Data entries:
— Begin —

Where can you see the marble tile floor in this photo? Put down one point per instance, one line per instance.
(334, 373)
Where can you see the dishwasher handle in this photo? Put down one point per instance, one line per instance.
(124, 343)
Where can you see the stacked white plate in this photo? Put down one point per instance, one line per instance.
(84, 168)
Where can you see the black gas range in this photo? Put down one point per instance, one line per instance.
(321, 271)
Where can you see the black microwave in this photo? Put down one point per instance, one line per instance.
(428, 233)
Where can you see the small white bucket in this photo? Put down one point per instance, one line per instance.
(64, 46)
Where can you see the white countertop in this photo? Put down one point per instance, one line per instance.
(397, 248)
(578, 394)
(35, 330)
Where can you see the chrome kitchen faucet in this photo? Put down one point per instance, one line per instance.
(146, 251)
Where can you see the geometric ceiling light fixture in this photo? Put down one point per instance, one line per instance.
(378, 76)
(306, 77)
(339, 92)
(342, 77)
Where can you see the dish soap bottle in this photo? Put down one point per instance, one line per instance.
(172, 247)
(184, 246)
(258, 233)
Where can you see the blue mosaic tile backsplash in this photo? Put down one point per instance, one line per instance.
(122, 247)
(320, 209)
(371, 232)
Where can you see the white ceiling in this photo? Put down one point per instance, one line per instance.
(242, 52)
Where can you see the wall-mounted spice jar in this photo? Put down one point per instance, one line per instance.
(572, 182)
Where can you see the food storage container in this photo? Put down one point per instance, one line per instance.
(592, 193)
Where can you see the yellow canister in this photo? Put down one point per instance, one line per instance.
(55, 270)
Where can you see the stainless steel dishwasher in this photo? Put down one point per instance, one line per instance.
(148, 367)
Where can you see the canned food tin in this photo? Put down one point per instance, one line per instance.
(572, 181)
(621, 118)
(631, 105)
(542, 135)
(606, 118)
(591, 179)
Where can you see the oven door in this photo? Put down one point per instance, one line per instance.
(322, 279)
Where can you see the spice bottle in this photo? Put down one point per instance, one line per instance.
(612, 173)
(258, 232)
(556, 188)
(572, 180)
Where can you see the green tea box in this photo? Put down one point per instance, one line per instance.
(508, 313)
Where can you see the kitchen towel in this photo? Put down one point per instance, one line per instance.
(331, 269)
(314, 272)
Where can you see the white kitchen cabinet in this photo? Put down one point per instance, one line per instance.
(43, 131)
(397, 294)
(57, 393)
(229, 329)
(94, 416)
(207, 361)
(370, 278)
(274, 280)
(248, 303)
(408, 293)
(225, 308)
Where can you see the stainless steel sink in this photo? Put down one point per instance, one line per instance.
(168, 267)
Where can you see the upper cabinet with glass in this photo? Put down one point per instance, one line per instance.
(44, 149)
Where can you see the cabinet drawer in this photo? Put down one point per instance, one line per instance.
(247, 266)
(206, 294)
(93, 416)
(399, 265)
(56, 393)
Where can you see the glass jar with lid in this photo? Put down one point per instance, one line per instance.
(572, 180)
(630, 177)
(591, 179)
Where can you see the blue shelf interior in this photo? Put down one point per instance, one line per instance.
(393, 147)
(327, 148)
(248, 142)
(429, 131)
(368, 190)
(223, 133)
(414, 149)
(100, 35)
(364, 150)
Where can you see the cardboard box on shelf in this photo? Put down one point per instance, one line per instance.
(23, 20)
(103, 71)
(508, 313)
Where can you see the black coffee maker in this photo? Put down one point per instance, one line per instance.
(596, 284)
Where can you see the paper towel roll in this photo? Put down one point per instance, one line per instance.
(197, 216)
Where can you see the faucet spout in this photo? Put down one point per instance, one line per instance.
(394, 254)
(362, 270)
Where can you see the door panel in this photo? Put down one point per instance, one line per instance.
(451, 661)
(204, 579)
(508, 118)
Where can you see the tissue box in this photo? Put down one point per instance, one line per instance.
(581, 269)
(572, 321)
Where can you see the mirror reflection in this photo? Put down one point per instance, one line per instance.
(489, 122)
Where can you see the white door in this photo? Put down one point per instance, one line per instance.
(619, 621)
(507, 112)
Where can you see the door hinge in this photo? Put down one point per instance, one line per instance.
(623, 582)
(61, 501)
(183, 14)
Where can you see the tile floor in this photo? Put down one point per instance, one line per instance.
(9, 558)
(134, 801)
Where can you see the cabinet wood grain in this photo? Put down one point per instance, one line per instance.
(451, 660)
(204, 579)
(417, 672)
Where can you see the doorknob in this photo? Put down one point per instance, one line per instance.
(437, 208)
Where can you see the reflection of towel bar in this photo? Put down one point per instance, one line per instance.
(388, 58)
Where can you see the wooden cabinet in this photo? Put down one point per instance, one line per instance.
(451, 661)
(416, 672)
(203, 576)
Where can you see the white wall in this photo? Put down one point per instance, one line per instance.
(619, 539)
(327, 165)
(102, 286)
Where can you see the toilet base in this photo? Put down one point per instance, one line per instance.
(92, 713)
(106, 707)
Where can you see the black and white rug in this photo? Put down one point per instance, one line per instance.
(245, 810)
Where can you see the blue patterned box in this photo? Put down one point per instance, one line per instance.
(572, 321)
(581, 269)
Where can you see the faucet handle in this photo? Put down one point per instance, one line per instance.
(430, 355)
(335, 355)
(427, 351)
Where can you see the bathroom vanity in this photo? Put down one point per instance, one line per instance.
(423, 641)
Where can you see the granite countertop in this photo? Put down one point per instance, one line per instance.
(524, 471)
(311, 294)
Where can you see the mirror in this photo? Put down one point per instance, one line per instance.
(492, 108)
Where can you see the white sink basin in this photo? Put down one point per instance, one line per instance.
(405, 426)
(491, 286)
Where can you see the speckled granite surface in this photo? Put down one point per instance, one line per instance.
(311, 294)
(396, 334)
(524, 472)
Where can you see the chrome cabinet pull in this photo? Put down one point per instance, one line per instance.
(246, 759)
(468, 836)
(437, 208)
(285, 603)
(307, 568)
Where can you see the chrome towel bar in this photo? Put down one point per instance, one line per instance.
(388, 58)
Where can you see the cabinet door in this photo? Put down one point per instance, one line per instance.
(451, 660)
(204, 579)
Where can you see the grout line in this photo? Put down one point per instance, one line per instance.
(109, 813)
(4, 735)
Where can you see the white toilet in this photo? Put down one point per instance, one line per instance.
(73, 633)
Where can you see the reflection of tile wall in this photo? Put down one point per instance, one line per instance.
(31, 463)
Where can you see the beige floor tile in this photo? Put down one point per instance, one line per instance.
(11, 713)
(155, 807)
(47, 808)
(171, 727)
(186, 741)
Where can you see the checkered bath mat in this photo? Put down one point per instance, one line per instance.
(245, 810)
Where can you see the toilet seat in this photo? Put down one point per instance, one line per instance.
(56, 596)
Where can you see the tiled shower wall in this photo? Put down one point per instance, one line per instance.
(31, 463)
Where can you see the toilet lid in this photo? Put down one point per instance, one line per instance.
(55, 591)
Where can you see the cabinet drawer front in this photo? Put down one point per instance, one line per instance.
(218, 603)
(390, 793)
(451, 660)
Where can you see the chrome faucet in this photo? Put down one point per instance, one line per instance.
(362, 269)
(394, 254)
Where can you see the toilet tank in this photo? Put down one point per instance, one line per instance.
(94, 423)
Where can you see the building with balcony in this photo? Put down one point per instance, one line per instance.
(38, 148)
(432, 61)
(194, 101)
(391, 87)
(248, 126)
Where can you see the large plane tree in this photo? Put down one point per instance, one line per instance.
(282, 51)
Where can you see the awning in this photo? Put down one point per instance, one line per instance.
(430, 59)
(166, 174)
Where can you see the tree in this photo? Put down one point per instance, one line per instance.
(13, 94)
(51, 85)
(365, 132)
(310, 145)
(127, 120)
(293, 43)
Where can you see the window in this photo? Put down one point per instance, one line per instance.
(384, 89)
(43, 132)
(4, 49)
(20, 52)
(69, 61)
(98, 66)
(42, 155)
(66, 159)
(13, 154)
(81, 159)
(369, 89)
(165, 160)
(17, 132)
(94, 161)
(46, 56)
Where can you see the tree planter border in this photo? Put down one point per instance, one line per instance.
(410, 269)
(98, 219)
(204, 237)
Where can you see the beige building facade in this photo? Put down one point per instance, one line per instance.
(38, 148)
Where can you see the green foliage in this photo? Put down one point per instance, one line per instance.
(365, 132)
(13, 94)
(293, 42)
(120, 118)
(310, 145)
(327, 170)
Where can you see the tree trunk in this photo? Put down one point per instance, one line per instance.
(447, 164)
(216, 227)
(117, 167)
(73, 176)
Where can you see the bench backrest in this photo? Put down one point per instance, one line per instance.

— End —

■ **TASK TO COMPLETE**:
Quote only the lines from the one containing "Where can you see the toilet tank" through the final line of the records, with both ends included.

■ **FINISHED ANSWER**:
Where can you see the toilet tank in this photo? Put down one point per instance, one line per instance.
(94, 423)
Where can you see the building with balcony in this photo? Put down one point per instance, one line per instance.
(38, 148)
(432, 61)
(194, 101)
(391, 87)
(248, 126)
Where can you see the large plane tree in this photo? Put down one point per instance, one line per instance.
(282, 51)
Where can you see the awning in this photo? Put down one point per instance, one line per instance.
(430, 59)
(166, 174)
Where can you see the tree in this photo? Put down one point per instance, one line per instance.
(13, 94)
(51, 85)
(365, 132)
(310, 145)
(127, 120)
(293, 43)
Where can you see the window in this photo? Put down one point per instance, one line per instance.
(384, 89)
(43, 132)
(4, 49)
(20, 52)
(69, 61)
(98, 66)
(42, 155)
(66, 159)
(13, 154)
(81, 159)
(369, 89)
(165, 160)
(17, 132)
(94, 161)
(46, 56)
Where can you see the tree planter border in this photo? Put down one point per instance, one line per instance.
(410, 269)
(98, 219)
(204, 237)
Where can you see the beige building facade in this photo? Put down one point per instance, one line per instance.
(38, 148)
Where can you see the green foliage in this photo? Put down one point per instance, one line per instance.
(365, 132)
(13, 94)
(293, 42)
(120, 118)
(310, 145)
(327, 170)
Where can you see the tree trunk in this photo? Put down one point per instance, one line per instance.
(447, 164)
(216, 227)
(117, 167)
(73, 176)
Where can you see the bench backrest in this photo? Put down one point per instance, one line per instance.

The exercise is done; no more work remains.